(Dataset entries)
--------------------------------

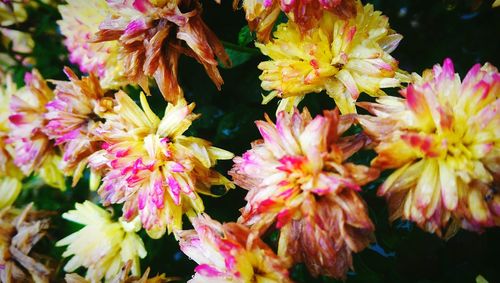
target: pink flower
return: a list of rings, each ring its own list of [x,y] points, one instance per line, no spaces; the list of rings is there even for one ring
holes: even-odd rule
[[[234,158],[229,172],[248,189],[239,222],[264,233],[280,229],[278,254],[304,262],[317,276],[343,278],[352,267],[351,252],[372,240],[374,226],[359,194],[378,171],[345,160],[364,146],[362,134],[341,135],[352,116],[325,111],[311,118],[297,109],[281,111],[276,124],[257,121],[263,137]]]
[[[210,194],[212,185],[233,187],[212,169],[218,159],[233,155],[183,135],[198,117],[194,104],[168,104],[160,120],[144,94],[142,109],[123,92],[116,94],[116,103],[98,129],[103,149],[89,164],[96,175],[104,175],[98,191],[104,205],[123,203],[126,221],[138,214],[148,234],[159,238],[167,229],[181,229],[184,213],[203,211],[199,193]]]
[[[190,283],[292,282],[284,261],[238,223],[220,224],[208,215],[181,231],[181,250],[198,263]]]
[[[24,81],[26,86],[10,102],[8,143],[14,148],[14,163],[25,175],[35,172],[50,186],[64,189],[64,176],[57,168],[60,155],[43,132],[47,125],[45,105],[54,94],[36,70],[26,73]]]
[[[60,169],[73,176],[76,185],[85,169],[88,157],[101,148],[95,129],[104,115],[113,109],[113,99],[106,97],[94,74],[78,79],[69,68],[64,72],[69,81],[55,81],[55,98],[47,103],[43,131],[55,145],[60,145],[63,158]]]

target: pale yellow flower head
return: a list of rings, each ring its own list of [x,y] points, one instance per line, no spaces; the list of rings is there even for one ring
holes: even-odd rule
[[[59,6],[58,21],[69,59],[85,73],[95,73],[104,88],[126,85],[123,62],[118,58],[117,42],[90,42],[99,24],[111,13],[106,0],[68,0]]]
[[[139,222],[113,221],[110,212],[90,201],[77,203],[75,208],[62,217],[84,227],[56,243],[56,246],[68,246],[63,257],[71,259],[64,271],[84,267],[86,279],[100,282],[114,278],[122,266],[132,261],[131,272],[139,275],[139,258],[147,254],[142,239],[135,233],[140,229]]]
[[[153,113],[144,94],[142,109],[124,92],[116,95],[114,113],[99,129],[105,144],[89,160],[104,175],[99,194],[103,203],[124,203],[123,217],[140,216],[153,238],[182,228],[182,215],[204,210],[199,194],[212,185],[233,185],[212,169],[232,153],[184,132],[198,115],[194,103],[168,104],[163,119]]]
[[[291,111],[304,95],[326,90],[342,113],[354,113],[361,92],[380,96],[382,88],[399,86],[398,62],[389,53],[402,36],[372,5],[357,2],[357,10],[348,19],[324,12],[305,33],[289,21],[271,42],[256,44],[271,58],[258,66],[262,88],[270,91],[264,103],[278,96],[278,110]]]

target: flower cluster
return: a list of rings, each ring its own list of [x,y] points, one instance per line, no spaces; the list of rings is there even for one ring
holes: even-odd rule
[[[338,111],[311,118],[281,111],[276,124],[257,121],[263,140],[234,159],[230,174],[248,189],[239,221],[263,233],[280,229],[278,254],[305,262],[313,275],[343,278],[351,253],[373,239],[374,226],[358,194],[378,171],[345,160],[363,135],[340,137],[353,122]]]
[[[194,103],[168,104],[163,119],[151,111],[141,94],[142,109],[125,93],[116,94],[115,111],[99,129],[103,149],[90,157],[90,166],[104,174],[99,194],[105,205],[123,203],[123,217],[139,215],[151,237],[182,228],[182,215],[202,212],[199,193],[212,185],[233,185],[211,169],[230,152],[208,141],[184,136]]]
[[[194,230],[179,235],[181,250],[198,263],[190,283],[292,282],[285,262],[247,227],[207,215],[192,222]]]
[[[448,235],[464,227],[500,225],[500,74],[490,64],[472,67],[461,82],[446,59],[401,91],[360,103],[373,116],[359,121],[377,142],[372,165],[397,169],[378,194],[391,219]],[[459,222],[459,225],[450,225]]]
[[[75,208],[62,217],[85,227],[56,243],[56,246],[68,246],[63,257],[72,256],[64,271],[73,272],[83,266],[87,268],[86,279],[100,282],[102,278],[114,278],[122,266],[131,261],[132,274],[139,275],[139,258],[147,254],[135,233],[140,225],[115,222],[109,212],[89,201],[77,203]]]
[[[258,66],[270,91],[264,103],[278,96],[279,110],[292,111],[304,95],[326,90],[342,113],[354,113],[361,92],[381,96],[383,88],[399,86],[405,75],[389,53],[402,36],[372,5],[357,2],[356,9],[348,19],[325,12],[305,34],[297,23],[281,24],[271,42],[256,44],[271,58]]]

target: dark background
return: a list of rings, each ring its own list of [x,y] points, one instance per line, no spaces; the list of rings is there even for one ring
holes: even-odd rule
[[[222,91],[218,92],[200,65],[190,58],[181,60],[180,83],[186,99],[195,102],[195,112],[202,114],[188,134],[210,140],[216,146],[240,155],[250,147],[251,141],[259,138],[254,120],[262,119],[265,112],[274,116],[277,100],[265,106],[260,104],[262,89],[257,64],[265,58],[249,42],[251,35],[245,31],[243,12],[233,11],[230,0],[223,0],[221,5],[211,0],[202,2],[204,19],[224,41],[233,59],[233,67],[221,70],[225,83]],[[446,57],[453,59],[455,69],[462,77],[475,63],[500,65],[500,8],[491,8],[492,1],[364,2],[374,4],[376,9],[389,16],[391,27],[404,36],[392,55],[399,60],[400,68],[406,71],[421,73],[434,64],[442,63]],[[36,59],[34,67],[45,78],[64,79],[61,70],[69,63],[55,24],[60,18],[57,10],[41,4],[37,10],[30,10],[29,15],[23,26],[33,34],[36,42],[30,55]],[[13,67],[20,84],[24,72],[31,67]],[[138,93],[131,87],[127,90],[133,95]],[[370,99],[367,95],[361,98]],[[166,103],[161,96],[156,93],[149,101],[154,110],[162,115]],[[333,100],[324,94],[309,95],[301,104],[304,105],[313,113],[334,107]],[[357,154],[355,159],[356,162],[369,164],[373,156],[373,152],[366,151]],[[221,172],[230,167],[231,161],[218,165]],[[354,271],[349,273],[347,282],[475,282],[478,275],[490,283],[500,282],[499,228],[489,229],[481,235],[461,231],[444,241],[408,222],[388,223],[385,202],[375,196],[376,188],[382,181],[383,178],[365,187],[362,193],[376,224],[377,243],[354,256]],[[73,208],[76,201],[91,199],[98,202],[96,195],[88,191],[87,180],[66,192],[40,187],[34,178],[29,179],[26,186],[29,188],[23,191],[19,205],[34,201],[40,209],[57,210],[62,214]],[[224,194],[221,188],[214,188],[214,192]],[[245,193],[245,190],[237,188],[220,198],[204,197],[206,212],[219,221],[235,221],[239,208],[245,204]],[[119,209],[115,207],[117,212]],[[187,221],[185,223],[188,227]],[[56,217],[51,238],[40,249],[59,258],[63,249],[53,248],[53,243],[79,228]],[[172,235],[160,240],[151,240],[142,232],[141,236],[148,250],[148,256],[143,260],[144,268],[150,266],[153,274],[178,276],[183,281],[191,277],[195,264],[180,252]],[[275,235],[271,235],[266,240],[274,245],[274,239]],[[292,269],[292,276],[297,282],[336,282],[329,278],[313,279],[302,265]]]

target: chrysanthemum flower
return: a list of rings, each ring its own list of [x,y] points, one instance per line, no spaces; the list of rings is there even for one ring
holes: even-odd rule
[[[268,41],[274,23],[280,12],[287,13],[302,32],[314,27],[323,11],[336,14],[340,18],[356,15],[356,0],[243,0],[243,9],[251,30],[256,31],[259,41]],[[240,0],[234,0],[236,9]]]
[[[118,41],[130,82],[149,93],[148,77],[152,76],[164,98],[176,102],[183,97],[177,82],[177,64],[180,54],[186,54],[205,67],[220,89],[223,81],[215,57],[226,65],[229,57],[201,19],[198,0],[109,3],[112,12],[100,24],[94,40]]]
[[[69,60],[82,72],[97,74],[104,88],[128,83],[123,62],[118,58],[118,43],[90,42],[111,11],[106,0],[68,0],[59,6],[62,20],[57,22],[66,37],[64,44],[69,50]]]
[[[0,25],[10,26],[24,22],[28,17],[24,5],[18,1],[0,1]]]
[[[376,116],[359,117],[378,142],[372,165],[397,169],[378,191],[389,202],[390,218],[438,235],[453,222],[476,231],[498,226],[498,70],[478,64],[461,82],[446,59],[401,95],[360,104]]]
[[[62,217],[85,227],[56,243],[56,246],[68,246],[63,257],[72,256],[64,271],[73,272],[84,267],[86,279],[100,282],[103,278],[114,278],[130,260],[132,274],[139,275],[139,258],[147,254],[144,243],[135,233],[140,229],[139,222],[115,222],[111,213],[90,201],[77,203],[75,208]]]
[[[31,252],[48,228],[46,213],[6,207],[0,210],[0,281],[48,283],[51,270]]]
[[[182,214],[203,211],[198,195],[212,185],[233,185],[211,169],[218,159],[233,155],[206,140],[183,135],[198,115],[184,100],[168,104],[160,120],[141,94],[141,110],[125,93],[116,94],[115,113],[100,130],[106,144],[90,158],[94,171],[104,173],[99,194],[105,205],[124,203],[126,220],[139,214],[153,238],[168,228],[182,228]]]
[[[278,96],[279,110],[292,111],[304,95],[326,90],[342,113],[354,113],[361,92],[380,96],[382,88],[399,86],[404,74],[389,53],[402,36],[372,5],[356,5],[356,17],[324,12],[305,34],[290,21],[278,26],[271,42],[256,44],[271,58],[258,66],[262,88],[271,91],[264,103]]]
[[[55,145],[63,148],[59,168],[65,175],[73,176],[76,185],[85,169],[88,157],[101,149],[95,129],[104,115],[113,110],[113,99],[107,97],[94,74],[78,79],[69,68],[64,72],[69,81],[54,81],[55,98],[47,103],[43,131]]]
[[[311,118],[281,111],[274,124],[257,121],[263,137],[234,158],[229,172],[248,189],[239,222],[264,233],[280,229],[278,255],[304,262],[310,272],[343,278],[351,252],[372,240],[374,226],[357,191],[378,171],[345,160],[363,147],[362,134],[340,137],[352,116],[325,111]]]
[[[16,86],[10,75],[0,73],[0,209],[11,205],[21,191],[21,171],[14,164],[9,134],[9,103]]]
[[[14,163],[25,175],[38,174],[50,186],[64,189],[62,172],[57,168],[61,157],[49,137],[45,105],[54,97],[40,73],[34,70],[24,77],[26,86],[16,91],[10,102],[8,143],[15,152]]]
[[[198,263],[190,283],[292,282],[285,262],[247,227],[204,214],[193,226],[179,233],[181,250]]]

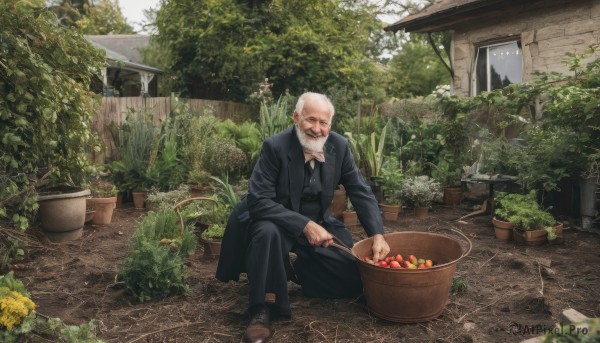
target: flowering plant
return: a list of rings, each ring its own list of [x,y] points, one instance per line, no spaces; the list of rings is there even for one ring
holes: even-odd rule
[[[0,276],[0,341],[13,342],[34,326],[35,304],[23,283],[12,272]]]
[[[400,194],[415,207],[428,207],[442,198],[440,183],[427,176],[415,176],[405,180],[400,186]]]

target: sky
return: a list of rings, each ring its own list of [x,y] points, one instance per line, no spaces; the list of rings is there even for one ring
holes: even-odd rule
[[[140,32],[140,23],[145,19],[144,10],[157,7],[159,3],[160,0],[120,0],[119,7],[127,22],[136,32]]]

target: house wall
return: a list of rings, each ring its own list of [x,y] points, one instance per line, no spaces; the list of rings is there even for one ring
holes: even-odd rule
[[[453,32],[454,92],[473,93],[477,48],[503,41],[521,40],[523,82],[535,72],[570,74],[564,61],[568,53],[582,53],[600,43],[600,0],[547,1],[543,6],[518,11],[507,10],[496,18],[470,21]],[[584,60],[600,58],[600,51]]]

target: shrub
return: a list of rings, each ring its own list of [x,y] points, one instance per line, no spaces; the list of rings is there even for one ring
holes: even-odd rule
[[[402,198],[415,207],[427,207],[442,198],[439,182],[424,176],[415,176],[402,183]]]
[[[120,278],[141,302],[187,292],[183,258],[193,252],[196,240],[173,209],[149,212],[136,226]]]
[[[183,258],[157,242],[136,244],[120,275],[140,302],[188,291]]]

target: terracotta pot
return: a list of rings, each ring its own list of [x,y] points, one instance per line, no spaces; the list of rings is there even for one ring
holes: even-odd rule
[[[113,210],[117,207],[117,197],[110,198],[88,198],[88,210],[96,211],[92,218],[94,225],[107,225],[112,222]]]
[[[94,219],[94,213],[95,212],[96,211],[93,211],[93,210],[87,210],[87,211],[85,211],[85,223],[86,224],[89,223],[89,222],[91,222],[92,219]]]
[[[384,235],[390,255],[410,251],[427,256],[435,265],[425,269],[388,269],[375,266],[357,257],[364,296],[370,313],[398,322],[427,322],[438,317],[446,307],[452,278],[458,261],[467,256],[472,244],[430,232],[394,232]],[[366,238],[352,247],[355,256],[372,254],[373,238]]]
[[[329,211],[336,218],[342,218],[344,208],[346,208],[346,189],[344,189],[344,186],[340,185],[333,192],[333,200],[331,200],[331,206],[329,206]]]
[[[544,229],[524,231],[513,228],[513,237],[517,245],[538,246],[546,243],[548,232]]]
[[[211,186],[190,186],[190,197],[197,198],[209,196],[214,193],[214,188]]]
[[[417,219],[425,219],[429,217],[429,206],[415,207],[415,217]]]
[[[356,211],[344,211],[342,213],[344,218],[344,225],[346,226],[355,226],[358,225],[358,215]]]
[[[513,224],[507,221],[498,220],[495,217],[492,218],[492,224],[494,225],[496,238],[502,240],[509,240],[513,238]]]
[[[461,187],[445,187],[444,188],[444,205],[456,206],[460,204],[460,198],[462,196]]]
[[[221,253],[221,241],[207,240],[200,238],[202,246],[204,247],[204,258],[214,259],[218,258]]]
[[[138,210],[144,209],[144,203],[146,202],[147,192],[133,191],[131,192],[131,195],[133,196],[133,206]]]
[[[44,235],[52,242],[80,238],[89,195],[89,189],[79,187],[57,187],[40,193],[38,213]]]
[[[389,220],[389,221],[396,221],[396,220],[398,220],[398,213],[400,213],[402,206],[379,204],[379,208],[381,209],[381,212],[383,213],[383,219]]]
[[[548,242],[550,244],[564,244],[565,243],[565,237],[563,235],[563,223],[561,222],[556,222],[556,225],[554,225],[554,231],[556,232],[556,238],[553,240],[548,240]]]
[[[117,194],[117,203],[115,206],[117,208],[123,208],[123,192]]]

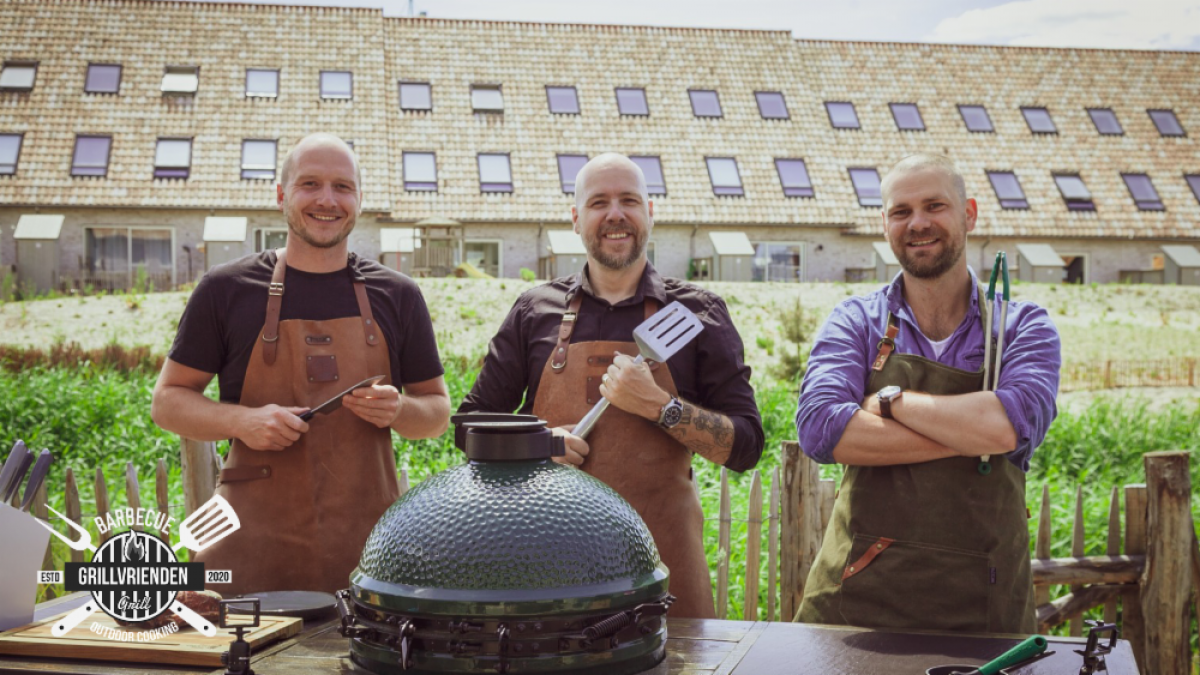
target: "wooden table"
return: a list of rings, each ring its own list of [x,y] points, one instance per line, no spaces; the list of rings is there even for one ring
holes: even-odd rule
[[[38,606],[41,620],[77,607],[77,593]],[[254,655],[259,675],[366,673],[350,662],[336,619],[306,622],[294,638]],[[667,658],[648,675],[924,675],[935,665],[979,665],[1016,639],[945,633],[897,633],[764,621],[670,619]],[[1078,638],[1052,638],[1055,654],[1013,675],[1077,675],[1083,648]],[[1133,652],[1121,641],[1109,655],[1108,675],[1137,675]],[[222,670],[187,666],[123,665],[104,661],[33,659],[0,655],[0,672],[61,675],[221,675]]]

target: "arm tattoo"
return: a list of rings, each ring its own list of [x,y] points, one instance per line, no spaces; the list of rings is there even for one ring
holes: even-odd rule
[[[724,464],[733,450],[733,422],[717,412],[681,401],[679,424],[667,431],[688,450],[710,462]]]

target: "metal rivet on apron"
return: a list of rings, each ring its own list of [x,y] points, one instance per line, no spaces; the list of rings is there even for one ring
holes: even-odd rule
[[[335,380],[336,380],[337,378],[338,378],[338,376],[337,376],[337,375],[334,375],[334,376],[333,376],[333,379],[335,379]]]
[[[883,544],[875,544],[875,548],[883,548]]]
[[[309,360],[309,361],[312,361],[312,357],[311,357],[311,356],[310,356],[310,357],[308,357],[308,360]]]
[[[558,353],[559,353],[559,354],[563,353],[563,348],[562,348],[562,347],[559,347],[559,348],[558,348]]]
[[[310,377],[310,378],[308,378],[308,381],[309,381],[309,382],[312,382],[312,381],[313,381],[313,379]]]
[[[853,565],[851,565],[851,566],[850,566],[850,571],[851,571],[851,572],[853,572],[853,571],[854,571],[854,566],[853,566]]]
[[[270,473],[270,470],[268,470],[268,469],[267,469],[267,467],[265,467],[265,466],[264,466],[264,467],[263,467],[263,470],[262,470],[262,475],[264,475],[264,476],[265,476],[265,475],[267,475],[268,473]]]
[[[370,320],[370,319],[367,319],[367,325],[368,325],[368,326],[370,326],[370,325],[371,325],[371,320]]]

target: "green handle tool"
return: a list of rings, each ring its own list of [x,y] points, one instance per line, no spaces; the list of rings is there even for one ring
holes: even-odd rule
[[[959,675],[996,675],[1004,668],[1028,661],[1046,651],[1046,644],[1046,638],[1041,635],[1025,638],[1016,647],[979,666],[977,670],[959,673]]]

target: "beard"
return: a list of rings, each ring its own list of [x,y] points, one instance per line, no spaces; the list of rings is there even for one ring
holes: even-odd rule
[[[942,252],[933,258],[918,259],[910,256],[908,246],[904,244],[901,244],[899,250],[892,247],[892,252],[896,254],[896,261],[900,263],[901,269],[905,272],[917,279],[936,279],[954,267],[962,258],[963,250],[966,248],[966,237],[957,241],[942,237],[942,242],[945,244]]]
[[[313,248],[333,248],[342,243],[346,237],[350,236],[350,231],[354,229],[354,222],[354,218],[347,218],[346,226],[335,232],[332,237],[318,239],[309,231],[308,226],[305,225],[303,213],[293,211],[292,209],[288,209],[287,211],[288,235],[295,235],[298,239]]]
[[[604,250],[604,237],[613,232],[629,233],[629,236],[633,239],[633,246],[630,247],[629,253],[620,255],[608,253]],[[596,229],[595,233],[583,237],[583,245],[587,247],[588,255],[598,264],[610,270],[623,270],[642,257],[642,254],[646,251],[646,241],[648,239],[648,233],[637,227],[624,225],[601,226]]]

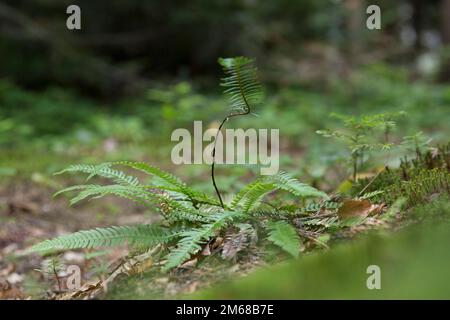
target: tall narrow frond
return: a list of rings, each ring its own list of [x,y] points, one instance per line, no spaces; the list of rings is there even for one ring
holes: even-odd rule
[[[228,98],[231,114],[247,114],[251,108],[260,103],[262,97],[261,85],[257,78],[253,59],[246,57],[219,58],[225,77],[221,86]]]

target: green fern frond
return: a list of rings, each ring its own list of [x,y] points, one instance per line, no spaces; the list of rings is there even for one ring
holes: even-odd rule
[[[77,196],[73,197],[70,200],[70,205],[74,205],[84,199],[87,198],[101,198],[106,195],[115,195],[121,198],[133,200],[135,202],[148,205],[150,203],[158,203],[159,196],[147,192],[145,189],[138,186],[123,186],[120,184],[112,184],[112,185],[77,185],[66,188],[64,190],[59,191],[57,194],[66,191],[73,190],[82,190],[78,193]]]
[[[55,174],[63,174],[66,172],[83,172],[89,174],[87,180],[93,178],[94,176],[100,176],[103,178],[111,179],[115,183],[121,185],[130,185],[130,186],[139,185],[139,180],[136,177],[129,176],[119,170],[114,170],[111,168],[112,165],[113,163],[111,162],[102,163],[99,165],[76,164],[71,165],[70,167],[62,171],[59,171]]]
[[[231,106],[232,114],[250,113],[250,108],[261,101],[262,89],[253,59],[246,57],[219,58],[225,73],[221,86]]]
[[[201,244],[208,241],[217,231],[224,228],[233,218],[238,217],[235,212],[221,212],[210,217],[211,222],[195,229],[184,231],[177,248],[167,256],[163,270],[168,271],[181,265],[189,257],[201,249]]]
[[[341,206],[341,203],[334,202],[334,201],[325,201],[321,203],[312,202],[309,203],[306,207],[301,209],[302,213],[310,213],[310,212],[318,212],[320,209],[327,209],[327,210],[336,210]]]
[[[256,185],[261,183],[261,179],[257,179],[253,182],[250,182],[249,184],[247,184],[244,188],[242,188],[241,190],[239,190],[239,192],[234,196],[233,200],[231,200],[231,208],[235,209],[237,208],[237,206],[239,205],[239,203],[241,202],[241,200],[245,197],[245,195],[251,190],[253,189]]]
[[[372,192],[366,192],[360,197],[360,199],[370,199],[370,198],[379,196],[380,194],[383,194],[383,193],[384,193],[383,190],[375,190]]]
[[[301,183],[290,174],[280,171],[273,176],[267,176],[267,181],[272,182],[277,188],[290,192],[297,197],[320,197],[329,199],[328,195],[314,187],[311,187],[305,183]]]
[[[174,237],[174,232],[157,225],[112,226],[82,230],[51,240],[45,240],[29,248],[27,252],[119,246],[125,243],[132,246],[151,247],[160,243],[167,243]]]
[[[199,211],[193,210],[173,210],[167,215],[169,223],[176,221],[190,221],[190,222],[208,222],[210,219],[201,214]]]
[[[122,186],[122,185],[78,185],[66,188],[58,193],[82,190],[77,196],[70,200],[70,205],[74,205],[87,198],[101,198],[106,195],[115,195],[121,198],[132,200],[145,206],[158,209],[164,213],[169,222],[191,221],[208,222],[206,214],[187,206],[181,201],[172,199],[168,194],[148,191],[146,187]]]
[[[297,258],[300,249],[300,238],[295,228],[286,221],[269,221],[267,224],[269,241]]]
[[[256,208],[266,194],[275,190],[277,190],[277,187],[270,183],[259,182],[254,184],[240,201],[242,211],[248,213]]]
[[[123,165],[127,166],[142,172],[145,172],[148,175],[158,177],[168,183],[170,186],[175,187],[175,189],[181,193],[184,193],[186,195],[191,195],[194,193],[194,190],[190,188],[186,183],[181,181],[180,178],[174,176],[173,174],[164,171],[162,169],[159,169],[158,167],[149,165],[145,162],[135,162],[135,161],[118,161],[114,162],[116,165]]]
[[[244,187],[232,200],[231,208],[238,206],[248,213],[256,208],[261,199],[275,190],[285,190],[297,197],[322,197],[328,199],[328,195],[307,184],[301,183],[286,172],[280,171],[276,175],[260,178]]]

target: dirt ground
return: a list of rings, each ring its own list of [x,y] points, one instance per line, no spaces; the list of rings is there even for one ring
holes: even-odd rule
[[[148,223],[154,219],[139,205],[122,199],[100,199],[70,207],[67,198],[54,198],[53,193],[51,188],[35,183],[0,187],[0,299],[51,296],[60,286],[64,289],[64,266],[75,264],[82,271],[89,270],[82,272],[82,281],[91,281],[103,276],[100,269],[107,268],[108,261],[119,259],[127,252],[126,248],[116,248],[87,259],[89,255],[78,250],[67,251],[59,257],[63,268],[56,281],[54,275],[37,271],[42,269],[45,258],[21,256],[28,246],[78,230]],[[97,265],[98,270],[92,271]]]

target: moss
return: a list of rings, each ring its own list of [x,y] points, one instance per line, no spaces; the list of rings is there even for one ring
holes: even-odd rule
[[[248,278],[188,296],[192,299],[449,299],[450,204],[441,198],[413,210],[445,223],[414,225],[396,235],[372,234],[325,254],[259,270]],[[381,268],[381,289],[369,290],[369,265]]]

--------------------------------

» **Task statement**
Nothing should appear in the answer except the lines from the one containing "target: moss" to the end of the data above, reproduced exactly.

» **Solution to the problem**
target: moss
return: a list of rings, each ring its own list of [x,y] points, one instance per line, no spaces; the list of rings is there even for one ring
holes: even-odd rule
[[[248,278],[188,296],[192,299],[449,299],[450,204],[441,198],[413,210],[445,223],[414,225],[396,235],[372,234],[325,254],[259,270]],[[381,268],[381,289],[369,290],[369,265]]]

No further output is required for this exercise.